[İşaretleme kayıtları]
····················

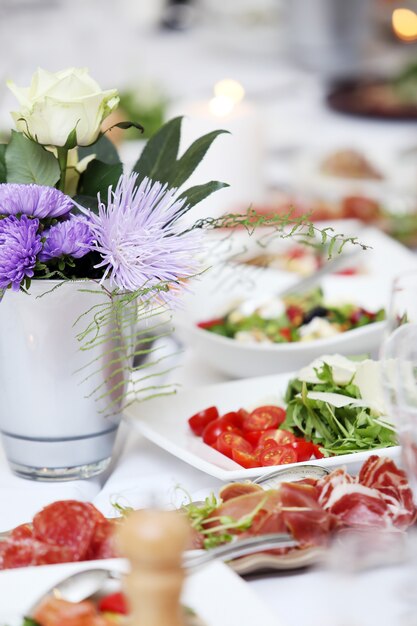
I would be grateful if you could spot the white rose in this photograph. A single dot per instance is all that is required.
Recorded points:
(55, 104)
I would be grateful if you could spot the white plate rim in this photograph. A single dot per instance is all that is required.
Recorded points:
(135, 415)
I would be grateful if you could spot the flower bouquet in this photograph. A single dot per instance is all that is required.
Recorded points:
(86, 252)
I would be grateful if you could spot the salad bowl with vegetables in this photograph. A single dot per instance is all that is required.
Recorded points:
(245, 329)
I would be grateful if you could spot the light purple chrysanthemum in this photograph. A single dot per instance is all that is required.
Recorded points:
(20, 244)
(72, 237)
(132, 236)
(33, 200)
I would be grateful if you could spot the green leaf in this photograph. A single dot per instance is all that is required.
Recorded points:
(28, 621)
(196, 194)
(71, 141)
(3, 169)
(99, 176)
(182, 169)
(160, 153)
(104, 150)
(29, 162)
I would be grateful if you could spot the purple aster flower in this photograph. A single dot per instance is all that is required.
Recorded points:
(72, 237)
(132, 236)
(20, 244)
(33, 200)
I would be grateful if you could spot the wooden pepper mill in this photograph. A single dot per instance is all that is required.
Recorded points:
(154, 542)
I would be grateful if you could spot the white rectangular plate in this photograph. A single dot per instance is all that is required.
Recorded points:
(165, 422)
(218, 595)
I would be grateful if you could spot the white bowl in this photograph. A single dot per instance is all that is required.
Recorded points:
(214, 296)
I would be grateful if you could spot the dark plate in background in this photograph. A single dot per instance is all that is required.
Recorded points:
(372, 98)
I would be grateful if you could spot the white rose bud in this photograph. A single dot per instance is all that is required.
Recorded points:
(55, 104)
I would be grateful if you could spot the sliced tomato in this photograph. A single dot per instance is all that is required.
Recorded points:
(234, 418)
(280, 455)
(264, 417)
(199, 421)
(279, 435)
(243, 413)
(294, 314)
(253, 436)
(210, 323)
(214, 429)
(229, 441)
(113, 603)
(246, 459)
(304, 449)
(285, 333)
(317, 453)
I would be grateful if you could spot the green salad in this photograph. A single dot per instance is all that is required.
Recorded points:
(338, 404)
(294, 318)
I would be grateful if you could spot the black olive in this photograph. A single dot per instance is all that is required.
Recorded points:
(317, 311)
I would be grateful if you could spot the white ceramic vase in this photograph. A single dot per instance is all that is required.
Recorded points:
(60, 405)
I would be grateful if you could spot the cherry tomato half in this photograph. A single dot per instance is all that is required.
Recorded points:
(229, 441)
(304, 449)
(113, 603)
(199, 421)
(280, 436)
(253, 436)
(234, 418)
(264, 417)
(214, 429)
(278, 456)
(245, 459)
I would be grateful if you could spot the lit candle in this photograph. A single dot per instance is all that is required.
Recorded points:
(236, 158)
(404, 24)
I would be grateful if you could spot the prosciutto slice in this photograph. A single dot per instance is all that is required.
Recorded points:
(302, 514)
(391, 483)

····················

Verilen Görev
Yukarıdaki satırların tamamını, boş satırları atlayarak numaralı bir liste biçiminde aktarınız. Resimleri yanıta almayınız.

Alıştırma Yanıtı
1. I would be grateful if you could spot the white rose in this photograph. A single dot per instance is all that is required.
2. Recorded points:
3. (55, 104)
4. I would be grateful if you could spot the white plate rim in this photograph. A single dot per instance is all that is required.
5. Recorded points:
6. (135, 415)
7. I would be grateful if you could spot the flower bouquet in this photograph. A single dot per instance is all that is required.
8. Recorded points:
9. (86, 252)
10. I would be grateful if you could spot the salad bowl with vegetables in this photograph. A single dot per instance is all that is required.
11. Recorded points:
12. (245, 329)
13. I would be grateful if you could spot the light purple chrysanthemum in this photograph. A single dot per instance is all that is required.
14. Recorded points:
15. (20, 244)
16. (72, 237)
17. (132, 236)
18. (33, 200)
19. I would be grateful if you could spot the green leaf in this photograph. A single dot per instance is all that is required.
20. Recorded points:
21. (28, 621)
22. (196, 194)
23. (71, 141)
24. (3, 169)
25. (99, 176)
26. (182, 169)
27. (160, 153)
28. (104, 150)
29. (29, 162)
30. I would be grateful if you could spot the purple aster flower in this photograph. A single dot per instance is all that is required.
31. Recorded points:
32. (72, 237)
33. (132, 236)
34. (20, 244)
35. (33, 200)
36. I would be grateful if you could spot the wooden pepper mill in this photograph. A single dot per instance is all that is required.
37. Recorded points:
38. (154, 542)
39. I would be grateful if you could spot the white rectangular plate in this photograph. A single dot per instance is all that is required.
40. Recorded points:
41. (165, 422)
42. (218, 595)
43. I would be grateful if you could spot the white bowl in this photograph. A single dot per instance is all that is required.
44. Recorded points:
45. (214, 296)
46. I would be grateful if you could spot the dark plate in background in this photograph. A single dot per instance is all that is required.
47. Recorded points:
48. (372, 98)
49. I would be grateful if you could spot the white rose bud in this photograph. A single dot per instance is all that is required.
50. Recorded points:
51. (55, 104)
52. I would be grateful if you could spot the sliced tomato in this photograph. A single dot per instance is all that is required.
53. Recorded points:
54. (234, 418)
55. (280, 455)
56. (264, 417)
57. (199, 421)
58. (279, 435)
59. (243, 413)
60. (294, 314)
61. (253, 436)
62. (210, 323)
63. (214, 429)
64. (229, 441)
65. (113, 603)
66. (246, 459)
67. (304, 449)
68. (285, 333)
69. (317, 453)
70. I would be grateful if you could spot the green salad in this photograph. A single dot per instance is all that is required.
71. Recorded points:
72. (338, 404)
73. (294, 318)
74. I would be grateful if you could spot the black olive in this photograph. A single dot per instance is all that is required.
75. Recorded points:
76. (317, 311)
77. I would be grateful if you could spot the white ceramic vase in this photograph. A single dot per instance is all that is required.
78. Recorded points:
79. (60, 405)
80. I would be grateful if you could spot the cherry tomato half in this photograph. A single dot per instance is all that is required.
81. Recorded points:
82. (229, 441)
83. (304, 449)
84. (113, 603)
85. (199, 421)
86. (280, 436)
87. (253, 436)
88. (234, 418)
89. (264, 417)
90. (214, 429)
91. (278, 456)
92. (245, 459)
93. I would be grateful if you could spot the lit candle in this photograph. A single dot per instance is all that is required.
94. Recorded points:
95. (236, 158)
96. (404, 24)
97. I would be grateful if you could spot the prosciutto slice in this photograph. A single dot per instance is all that is required.
98. Recorded points:
99. (302, 514)
100. (391, 483)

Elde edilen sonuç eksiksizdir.